R Functions dbinom, pbinom, and rbinom

Random varaible \(X\) is distributed \(X \sim b(n,p)\) with mean \(\mu=np\) and variance \(\sigma^2 = np(1-p)\) if \(X\) is the count of successful events in \(n\) identical and independent Bernoulli trials with constant probability of success \(p\). The probability of \(X=x\) successes in \(n\) trials is \(P(X=k) = \frac{{n!}}{{x!(n-x)!}} p^x (1-p)^{n-x}\).

R function dbinom(x, size, prob) is the probability of x successes in size trials when the probability of success is prob. R function pbinom(q, size, prob, lower.tail) is the cumulative probability (lower.tail = TRUE for left tail, lower.tail = FALSE for right tail) of less than or equal to q successes. R function rbinom(n, size, prob) returns n random numbers from the binomial distribution x~b(size,prob).

Example

What is the probability of 2 heads in 10 coin flips where probability of heads is 0.3?

# exact
dbinom(x = 2, size = 10, prob = 0.3)
## [1] 0.2334744
# simulated
mean(rbinom(n = 10000, size = 10, prob = 0.3) == 2)
## [1] 0.2351
library(dplyr)
library(ggplot2)
#library(scales)

data.frame(heads = 0:10, prob = dbinom(x = 0:10, size = 10, prob = 0.3)) %>%
  mutate(Heads = ifelse(heads == 2, "2", "other")) %>%
ggplot(aes(x = factor(heads), y = prob, fill = Heads)) +
  geom_col() +
  geom_text(
    aes(label = round(prob,2), y = prob + 0.01),
    position = position_dodge(0.9),
    size = 3,
    vjust = 0
  ) +
  labs(title = "Probability of X = 2 successes.",
       subtitle = "b(10, .3)",
       x = "Successes (x)",
       y = "probability") 

Example

What is the probability of <=5 heads in 10 coin flips where probability of heads is 0.3?

# exact
pbinom(q = 5, size = 10, p = 0.3, lower.tail = TRUE)
## [1] 0.952651
# simulated
mean(rbinom(n = 10000, size = 10, prob = 0.3) <= 5)
## [1] 0.9549
library(dplyr)
library(ggplot2)

*Tasks to carry out*:
A: In one to three sentences, explain when the R binomial functions page says a random variable X is distributed b(n,p).
B: Copy the R binomial functions page between "What is the probability of 2" and "#library(scales)", inclusive, word for word.
The rows are not needed for anything here.

*Recorded information*:

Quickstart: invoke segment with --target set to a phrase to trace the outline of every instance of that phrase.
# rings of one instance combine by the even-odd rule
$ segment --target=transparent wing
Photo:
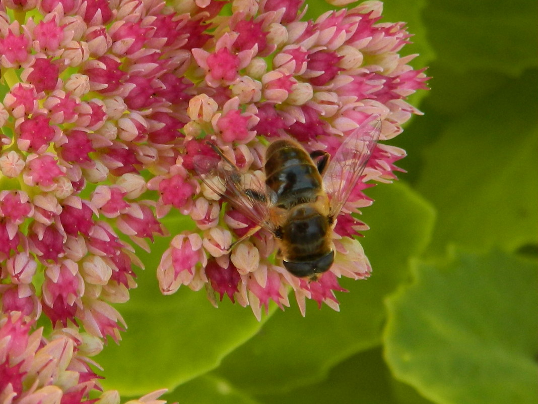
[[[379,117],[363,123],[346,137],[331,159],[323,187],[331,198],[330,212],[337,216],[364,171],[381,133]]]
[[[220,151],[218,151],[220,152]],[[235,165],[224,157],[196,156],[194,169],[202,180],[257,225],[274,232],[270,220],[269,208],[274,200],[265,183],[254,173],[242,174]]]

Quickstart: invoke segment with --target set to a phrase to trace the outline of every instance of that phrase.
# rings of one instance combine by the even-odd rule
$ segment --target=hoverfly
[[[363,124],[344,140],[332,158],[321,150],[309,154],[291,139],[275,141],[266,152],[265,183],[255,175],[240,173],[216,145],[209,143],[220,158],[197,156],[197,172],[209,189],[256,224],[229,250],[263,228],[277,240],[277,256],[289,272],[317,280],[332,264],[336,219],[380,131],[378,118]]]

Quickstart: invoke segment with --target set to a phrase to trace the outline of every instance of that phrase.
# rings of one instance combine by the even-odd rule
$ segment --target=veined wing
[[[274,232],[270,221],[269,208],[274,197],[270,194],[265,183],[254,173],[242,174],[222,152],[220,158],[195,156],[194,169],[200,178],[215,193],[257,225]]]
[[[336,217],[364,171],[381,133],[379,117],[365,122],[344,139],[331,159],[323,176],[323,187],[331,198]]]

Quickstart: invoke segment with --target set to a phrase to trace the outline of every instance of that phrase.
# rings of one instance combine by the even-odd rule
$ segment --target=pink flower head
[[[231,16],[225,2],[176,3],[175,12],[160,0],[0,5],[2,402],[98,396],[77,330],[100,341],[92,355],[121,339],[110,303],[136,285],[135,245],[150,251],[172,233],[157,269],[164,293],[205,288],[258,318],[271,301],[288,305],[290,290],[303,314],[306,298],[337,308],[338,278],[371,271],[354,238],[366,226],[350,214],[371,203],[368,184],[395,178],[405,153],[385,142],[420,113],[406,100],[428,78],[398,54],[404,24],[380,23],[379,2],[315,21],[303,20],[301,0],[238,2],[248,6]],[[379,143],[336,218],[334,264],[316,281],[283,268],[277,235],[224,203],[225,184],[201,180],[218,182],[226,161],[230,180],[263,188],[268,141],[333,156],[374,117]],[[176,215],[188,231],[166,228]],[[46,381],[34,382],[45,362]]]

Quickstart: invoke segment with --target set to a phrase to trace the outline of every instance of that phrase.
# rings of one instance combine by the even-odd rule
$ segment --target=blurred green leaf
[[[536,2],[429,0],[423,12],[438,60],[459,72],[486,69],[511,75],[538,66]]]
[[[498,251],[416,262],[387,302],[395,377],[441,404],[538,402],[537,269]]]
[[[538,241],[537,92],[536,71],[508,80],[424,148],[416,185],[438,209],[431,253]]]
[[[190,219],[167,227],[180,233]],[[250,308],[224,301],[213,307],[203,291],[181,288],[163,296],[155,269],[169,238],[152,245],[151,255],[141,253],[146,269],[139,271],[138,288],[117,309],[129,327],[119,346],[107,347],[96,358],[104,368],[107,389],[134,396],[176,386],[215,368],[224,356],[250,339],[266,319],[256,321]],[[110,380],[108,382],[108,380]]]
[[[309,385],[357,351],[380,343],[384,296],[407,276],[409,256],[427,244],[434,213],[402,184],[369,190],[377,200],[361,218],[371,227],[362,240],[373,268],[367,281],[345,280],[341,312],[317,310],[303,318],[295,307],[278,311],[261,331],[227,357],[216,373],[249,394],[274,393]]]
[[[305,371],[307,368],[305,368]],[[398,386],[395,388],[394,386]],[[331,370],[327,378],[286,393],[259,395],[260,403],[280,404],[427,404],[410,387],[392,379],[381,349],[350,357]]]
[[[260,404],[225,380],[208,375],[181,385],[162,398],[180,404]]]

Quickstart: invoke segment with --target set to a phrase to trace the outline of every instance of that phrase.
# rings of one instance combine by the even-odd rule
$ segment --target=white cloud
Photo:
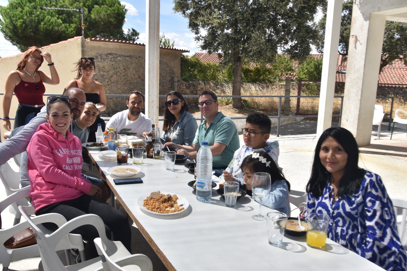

*Task results*:
A: X is distributed b(n,p) when it is the count of successful events in n identical and independent Bernoulli trials that share a constant probability of success p. In that case its mean is np and its variance is np(1-p).

B:
What is the probability of 2 heads in 10 coin flips where probability of heads is 0.3?

# exact
dbinom(x = 2, size = 10, prob = 0.3)
## [1] 0.2334744
# simulated
mean(rbinom(n = 10000, size = 10, prob = 0.3) == 2)
## [1] 0.2351
library(dplyr)
library(ggplot2)
#library(scales)